▸ **READING PASSAGE**
· · ·
I. THOU SHALT HAVE NO OTHER OPERATING SYSTEMS BEFORE ME
II. THOU SHALT NOT MAKE UNTO THEE ANY GRAVEN APPLE LOGOS
III. THOU SHALT NOT TAKE THE NAME OF WINDOWS ME IN VAIN,
ESPECIALLY WHEN IT BLUESCREENS
IV. REMEMBER THE BOOT SEQUENCE TO KEEP IT HOLY
V. HONOR THY MOTHERBOARD AND THY HARD DRIVE
VI. THOU SHALT NOT KILL PROCESSES WITHOUT TASK MANAGER
VII. THOU SHALT NOT COMMIT PIRACY (BUT WE UNDERSTAND)
· · ·
▸ **MATERIAL SUPPLIED**
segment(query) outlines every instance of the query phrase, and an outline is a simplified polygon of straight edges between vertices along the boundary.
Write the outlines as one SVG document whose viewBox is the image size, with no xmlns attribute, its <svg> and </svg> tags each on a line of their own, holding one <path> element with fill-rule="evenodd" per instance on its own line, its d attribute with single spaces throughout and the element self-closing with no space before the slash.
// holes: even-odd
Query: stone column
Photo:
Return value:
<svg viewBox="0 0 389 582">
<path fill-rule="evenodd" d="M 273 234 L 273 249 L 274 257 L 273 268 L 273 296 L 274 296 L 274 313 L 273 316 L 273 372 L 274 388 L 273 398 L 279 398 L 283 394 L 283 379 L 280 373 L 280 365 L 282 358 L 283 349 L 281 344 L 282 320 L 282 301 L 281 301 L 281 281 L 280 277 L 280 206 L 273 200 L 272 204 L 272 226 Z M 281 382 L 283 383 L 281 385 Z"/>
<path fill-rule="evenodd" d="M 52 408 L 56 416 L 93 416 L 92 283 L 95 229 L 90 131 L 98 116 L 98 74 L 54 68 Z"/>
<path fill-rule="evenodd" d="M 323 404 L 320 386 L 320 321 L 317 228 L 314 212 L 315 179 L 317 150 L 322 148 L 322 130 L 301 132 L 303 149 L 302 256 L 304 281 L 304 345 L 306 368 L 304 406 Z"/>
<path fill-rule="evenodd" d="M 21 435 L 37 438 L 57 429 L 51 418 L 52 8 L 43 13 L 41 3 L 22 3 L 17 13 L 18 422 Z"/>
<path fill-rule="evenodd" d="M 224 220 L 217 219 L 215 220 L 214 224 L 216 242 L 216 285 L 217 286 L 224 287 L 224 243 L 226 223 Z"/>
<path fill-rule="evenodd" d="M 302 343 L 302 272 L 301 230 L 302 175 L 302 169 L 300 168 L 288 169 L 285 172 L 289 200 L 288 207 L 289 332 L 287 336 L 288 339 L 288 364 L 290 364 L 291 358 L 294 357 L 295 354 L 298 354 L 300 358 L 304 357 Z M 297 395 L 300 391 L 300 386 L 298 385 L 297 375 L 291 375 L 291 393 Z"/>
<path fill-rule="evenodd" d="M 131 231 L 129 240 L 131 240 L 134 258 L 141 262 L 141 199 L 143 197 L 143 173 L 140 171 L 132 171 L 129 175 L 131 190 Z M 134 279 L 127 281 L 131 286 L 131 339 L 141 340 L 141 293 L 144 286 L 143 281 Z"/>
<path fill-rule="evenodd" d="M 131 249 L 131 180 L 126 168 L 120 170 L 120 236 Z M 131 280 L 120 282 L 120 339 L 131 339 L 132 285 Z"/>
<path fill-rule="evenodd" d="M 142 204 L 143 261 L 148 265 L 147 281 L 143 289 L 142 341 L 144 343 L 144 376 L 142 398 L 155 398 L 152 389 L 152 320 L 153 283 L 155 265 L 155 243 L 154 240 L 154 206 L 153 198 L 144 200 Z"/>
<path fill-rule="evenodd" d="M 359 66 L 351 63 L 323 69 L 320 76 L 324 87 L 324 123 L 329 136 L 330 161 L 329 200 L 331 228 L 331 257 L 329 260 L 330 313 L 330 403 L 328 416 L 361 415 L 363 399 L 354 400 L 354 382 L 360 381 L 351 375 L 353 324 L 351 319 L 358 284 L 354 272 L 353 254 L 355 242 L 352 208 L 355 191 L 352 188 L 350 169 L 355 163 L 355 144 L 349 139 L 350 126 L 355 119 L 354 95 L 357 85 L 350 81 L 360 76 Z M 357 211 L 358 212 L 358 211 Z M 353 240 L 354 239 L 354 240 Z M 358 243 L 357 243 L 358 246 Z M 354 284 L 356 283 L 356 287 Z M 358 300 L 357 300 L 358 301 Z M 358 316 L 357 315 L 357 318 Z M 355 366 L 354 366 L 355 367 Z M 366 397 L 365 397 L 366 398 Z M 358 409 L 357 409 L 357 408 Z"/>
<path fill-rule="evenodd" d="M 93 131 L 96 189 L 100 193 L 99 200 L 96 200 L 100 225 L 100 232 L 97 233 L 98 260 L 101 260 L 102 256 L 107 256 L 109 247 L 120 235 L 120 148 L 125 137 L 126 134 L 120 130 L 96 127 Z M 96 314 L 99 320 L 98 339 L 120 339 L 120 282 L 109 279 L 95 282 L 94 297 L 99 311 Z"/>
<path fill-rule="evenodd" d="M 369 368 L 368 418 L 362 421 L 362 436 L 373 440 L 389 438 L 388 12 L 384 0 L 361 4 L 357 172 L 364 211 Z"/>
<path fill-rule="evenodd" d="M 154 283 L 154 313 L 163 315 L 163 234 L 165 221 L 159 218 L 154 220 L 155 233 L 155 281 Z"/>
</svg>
· · ·
▸ **WORK INSTRUCTIONS**
1) Answer these questions from the computer commandments, each on its own line.
(a) Which operating system's name must not be taken in vain?
(b) What two things is the reader told to honor?
(c) What tool must be used to kill processes?
2) List every commandment in the computer commandments that begins with the words "THOU SHALT NOT," giving each one's Roman numeral.
3) Extend the computer commandments, picking up after the seventh one.

▸ **SOLVED PROBLEMS**
1)
(a) Windows ME
(b) The motherboard and the hard drive
(c) Task Manager

2)
II. THOU SHALT NOT MAKE UNTO THEE ANY GRAVEN APPLE LOGOS
III. THOU SHALT NOT TAKE THE NAME OF WINDOWS ME IN VAIN, ESPECIALLY WHEN IT BLUESCREENS
VI. THOU SHALT NOT KILL PROCESSES WITHOUT TASK MANAGER
VII. THOU SHALT NOT COMMIT PIRACY (BUT WE UNDERSTAND)

3)
VIII.THOU SHALT NOT STEAL BANDWIDTH FROM THY NEIGHBOR'S WIFI
IX. THOU SHALT NOT BEAR FALSE WITNESS AGAINST WINDOWS ME
(EVEN WHEN IT CRASHES DURING IMPORTANT PRESENTATIONS)
X. THOU SHALT NOT COVET THY NEIGHBOR'S WINDOWS XP
1. IN THE BEGINNING, THERE WAS VOID. A BLACK SCREEN WITH NO CURSOR. AND THE SPIRIT OF MICROSOFT MOVED UPON THE FACE OF THE RAM.
2. AND BILL GATES SAID, LET THERE BE BOOT: AND THERE WAS BOOT. AND BILL SAW THE BOOT SEQUENCE, THAT IT WAS GOOD: AND HE DIVIDED THE KERNEL FROM THE USER SPACE.
3. AND BILL CALLED THE KERNEL SYSTEM, AND THE USER SPACE HE CALLED THE DESKTOP. AND THE BIOS AND THE POST WERE THE FIRST DAY.
4. AND BILL SAID, LET THERE BE A GRAPHICAL INTERFACE IN THE MIDST OF THE COMMAND LINE, AND LET IT DIVIDE THE NERDS FROM THE NORMIES.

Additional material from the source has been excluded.